### GIVEN REQUEST
Copy out every line exactly as given.

### DATA FOR THE TASK
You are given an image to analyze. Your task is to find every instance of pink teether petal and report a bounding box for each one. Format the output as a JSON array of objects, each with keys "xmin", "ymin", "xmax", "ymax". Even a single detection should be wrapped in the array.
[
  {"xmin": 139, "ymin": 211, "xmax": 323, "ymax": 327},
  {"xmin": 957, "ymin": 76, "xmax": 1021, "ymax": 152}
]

### RESULT OF THIS TASK
You are given an image to analyze. Your task is to find every instance of pink teether petal and report a bounding box for each one. Format the output as a JSON array of objects, each with keys "xmin", "ymin", "xmax", "ymax". Even a single detection should be wrapped in the array.
[
  {"xmin": 139, "ymin": 211, "xmax": 323, "ymax": 327},
  {"xmin": 957, "ymin": 76, "xmax": 1021, "ymax": 152}
]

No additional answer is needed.